▶ _Challenge_:
Reproduce each line of the material below as a numbered list, skipping the blank lines.

▶ _Stored records_:
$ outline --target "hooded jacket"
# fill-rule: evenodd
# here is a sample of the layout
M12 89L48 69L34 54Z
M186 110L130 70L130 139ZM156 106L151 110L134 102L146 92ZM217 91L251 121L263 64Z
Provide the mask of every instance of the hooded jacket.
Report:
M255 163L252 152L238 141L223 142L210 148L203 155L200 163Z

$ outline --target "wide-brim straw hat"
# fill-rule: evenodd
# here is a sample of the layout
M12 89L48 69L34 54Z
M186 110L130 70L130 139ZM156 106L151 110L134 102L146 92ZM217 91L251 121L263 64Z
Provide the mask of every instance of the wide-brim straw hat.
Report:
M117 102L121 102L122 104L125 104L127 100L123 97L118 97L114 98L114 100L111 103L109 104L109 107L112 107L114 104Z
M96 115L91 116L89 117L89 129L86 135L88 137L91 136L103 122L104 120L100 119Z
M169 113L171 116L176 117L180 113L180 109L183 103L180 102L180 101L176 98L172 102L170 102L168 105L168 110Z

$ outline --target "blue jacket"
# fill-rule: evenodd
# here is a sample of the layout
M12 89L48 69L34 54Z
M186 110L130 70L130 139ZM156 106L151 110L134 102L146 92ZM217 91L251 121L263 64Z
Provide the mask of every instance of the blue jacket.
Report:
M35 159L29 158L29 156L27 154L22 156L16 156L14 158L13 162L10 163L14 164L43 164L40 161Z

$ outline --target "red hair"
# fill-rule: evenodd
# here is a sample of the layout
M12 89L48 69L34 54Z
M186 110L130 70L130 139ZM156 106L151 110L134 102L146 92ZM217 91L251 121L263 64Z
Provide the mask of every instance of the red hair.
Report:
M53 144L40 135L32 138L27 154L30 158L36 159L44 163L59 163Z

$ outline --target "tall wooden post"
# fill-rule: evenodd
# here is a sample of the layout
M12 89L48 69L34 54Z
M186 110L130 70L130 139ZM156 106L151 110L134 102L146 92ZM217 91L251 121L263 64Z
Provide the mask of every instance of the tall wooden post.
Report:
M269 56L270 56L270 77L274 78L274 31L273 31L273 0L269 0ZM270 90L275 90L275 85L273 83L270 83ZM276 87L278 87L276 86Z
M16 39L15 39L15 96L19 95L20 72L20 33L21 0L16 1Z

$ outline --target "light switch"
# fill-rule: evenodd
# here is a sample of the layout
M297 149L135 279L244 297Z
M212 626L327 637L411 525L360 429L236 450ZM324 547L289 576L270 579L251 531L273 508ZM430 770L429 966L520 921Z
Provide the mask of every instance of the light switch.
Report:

▶ _Exercise solution_:
1. $ outline --target "hooded jacket"
2. # fill-rule: evenodd
3. # here is a sample of the layout
4. M12 89L48 69L34 54Z
5. M186 110L130 70L130 139ZM156 106L151 110L134 102L146 92ZM217 91L251 121L263 64Z
6. Provide the mask of every instance of the hooded jacket.
7. Report:
8. M255 163L252 152L238 141L223 142L210 148L203 155L200 163Z
9. $ outline --target "wide-brim straw hat"
10. # fill-rule: evenodd
11. # here is a sample of the layout
12. M12 89L48 69L34 54Z
13. M186 110L130 70L130 139ZM156 106L151 110L134 102L146 92ZM217 91L251 121L263 64Z
14. Provide the mask of every instance of the wide-brim straw hat.
15. Report:
16. M117 102L121 102L122 104L125 104L127 100L123 97L118 97L114 98L114 100L111 103L109 104L109 107L112 107L114 104Z
17. M96 115L91 116L89 117L89 129L86 135L88 137L91 136L103 122L104 120L100 119Z
18. M169 113L171 116L176 117L180 113L180 109L183 103L180 102L180 101L176 98L172 102L170 102L168 105L168 110Z
19. $ outline --target "blue jacket"
20. # fill-rule: evenodd
21. # here is a sample of the layout
22. M12 89L48 69L34 54Z
23. M186 110L130 70L130 139ZM156 106L151 110L134 102L146 92ZM217 91L251 121L263 64Z
24. Provide the mask of every instance of the blue jacket.
25. Report:
26. M35 159L29 158L29 156L27 154L22 156L16 156L14 158L13 162L10 163L14 164L43 164L40 161Z
27. $ outline --target "red hair"
28. # fill-rule: evenodd
29. # here is a sample of the layout
30. M12 89L48 69L34 54Z
31. M186 110L130 70L130 139ZM156 106L151 110L134 102L146 92ZM217 91L251 121L263 64Z
32. Provide the mask of every instance of the red hair.
33. Report:
34. M53 144L40 135L32 138L27 154L30 158L36 159L44 163L59 163Z
35. $ outline --target "tall wooden post"
36. # fill-rule: evenodd
37. # here is a sample of the layout
38. M12 89L48 69L34 54Z
39. M186 110L130 70L130 139ZM156 106L151 110L134 102L146 92ZM217 91L251 121L263 64Z
40. Provide the mask of every instance of the tall wooden post.
41. Report:
42. M269 56L270 56L270 77L274 78L274 31L273 31L273 0L269 0ZM270 90L275 90L275 85L273 83L270 83ZM276 87L278 87L276 86Z
43. M16 39L15 39L15 96L19 95L20 72L20 33L21 0L16 1Z
44. $ outline --target "light switch"
45. # fill-rule: evenodd
46. # here is a sample of the layout
47. M297 149L135 279L244 297Z
48. M212 626L327 637L411 525L360 429L236 450ZM324 547L289 576L270 579L251 531L273 508ZM430 770L429 966L520 921Z
49. Provide the mask of every instance of the light switch.
50. Report:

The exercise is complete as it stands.